→ **Task brief**
Word for word, restate every line of the listing that follows.

======

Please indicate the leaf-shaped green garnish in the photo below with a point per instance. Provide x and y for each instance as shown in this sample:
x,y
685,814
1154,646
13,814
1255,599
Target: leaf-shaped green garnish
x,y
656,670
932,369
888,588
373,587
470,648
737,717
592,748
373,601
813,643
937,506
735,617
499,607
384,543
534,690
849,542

======

→ **Task result**
Please indicate the leaf-shaped green garnish in the photo below with a point per instance. Provide x and y for each instance as shown in this sample:
x,y
685,814
1154,646
13,814
1255,599
Target: leaf-shaped green garnish
x,y
656,670
932,369
888,588
373,587
470,648
737,717
592,748
373,601
813,643
937,506
735,617
499,607
384,543
534,690
849,542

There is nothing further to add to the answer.